● TEXTE FOURNI
■ ■ ■
Bah on voit rien en fait, donc c'est bien ta carte graphique ou ton écran.


----------



## leslie42 (17 Décembre 2008)

bon ben au moins j'ai trouvé d'où venait le prb...
merci beaucoup !


----------



## r e m y (17 Décembre 2008)

Idem.... aucune teinte rose sur ta copie d'écran quand je la visualise chez moi.

POur t'assurer de la défaillance de la carte graphique, lance l'utilitaire Apple Hardware Test (sur l'un des DVD ou CD fournis avec le Mac).


----------



## leslie42 (17 Décembre 2008)

j'ai branché un autre écran... et je ne vois plus la vie en rose !!!
ce n'est donc pas la carte graphique
merci à tous pour vos conseils !


----------



## pierre22 (17 Décembre 2008)

Bonjour,

Regarde dans l'aide : calibration écran

*Régler Gamma sur 2.2 et ° kelvin à 6500° tout sur le sujet : http://www.arnaudfrichphoto.com/gest...la-couleur.htm
*
Étalonnage de votre écran

Vous pouvez facilement régler votre écran pour afficher les couleurs exactes à l'aide de l'Assistant d'étalonnage. Les couleurs de l'écran peuvent être altérées par de nombreux facteurs tels que la lumière ambiante ou la position, l'angle et l'âge du moniteur. Il est recommandé d'étalonner régulièrement le moniteur pour garantir l'exactitude des couleurs.
	1 	Ouvrez Préférences Système et cliquez sur Moniteurs.
	2 	Cliquez sur Couleur.
	3 	Cliquez sur Étalonner. L'Assistant d'étalonnage vous guide le long de l'étalonnage de votre moniteur.

Pour effectuer un étalonnage plus précis, cochez l'option Mode Expert.

L'Assistant d'étalonnage crée un profil de couleur étalonné de votre moniteur.

Certains écrans comportent des fonctions supplémentaires de fidélité et d'étalonnage des couleurs. Pour plus d'informations, consultez la documentation fournie avec l'écran.
Ouvrir Outil d'étalonnage

Cordialement


----------
■ ■ ■
● OBJECTIFS
1. Répondez à ces questions sur le fil de discussion :
(a) Quel utilitaire r e m y propose-t-il de lancer pour vérifier la carte graphique ?
(b) Qu'est-ce que leslie42 a branché ?
(c) Sur quelle valeur pierre22 conseille-t-il de régler le gamma ?
2. Reproduisez un extrait du fil de discussion : partez des mots "Idem.... aucune teinte" et arrêtez-vous après "avec le Mac).".

● DONNÉES SOURCES
■ ■ ■
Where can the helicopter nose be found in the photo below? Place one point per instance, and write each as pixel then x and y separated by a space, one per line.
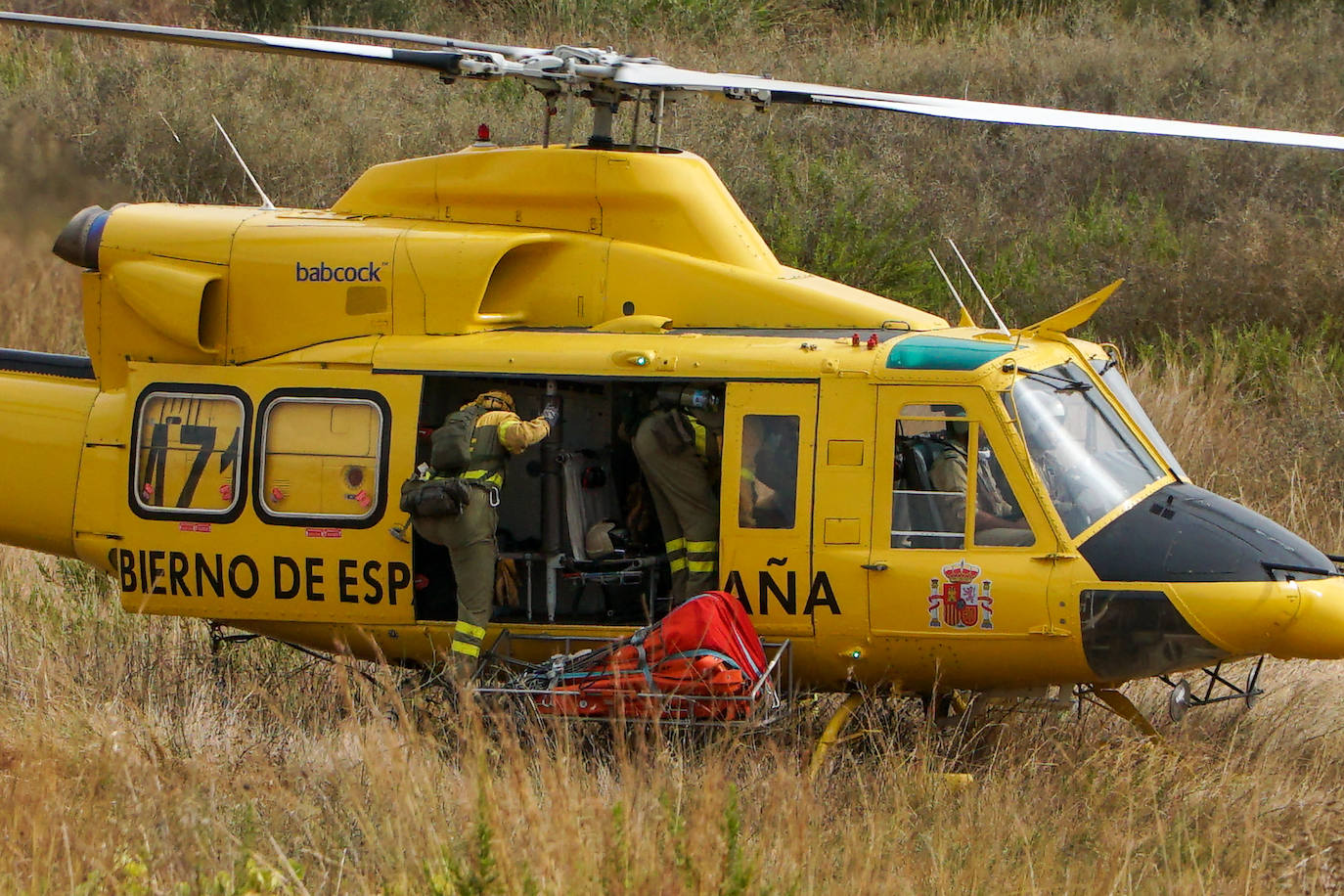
■ ■ ■
● RÉPONSES
1.
(a) Apple Hardware Test
(b) Un autre écran
(c) 2.2

2.
Idem.... aucune teinte rose sur ta copie d'écran quand je la visualise chez moi.

POur t'assurer de la défaillance de la carte graphique, lance l'utilitaire Apple Hardware Test (sur l'un des DVD ou CD fournis avec le Mac).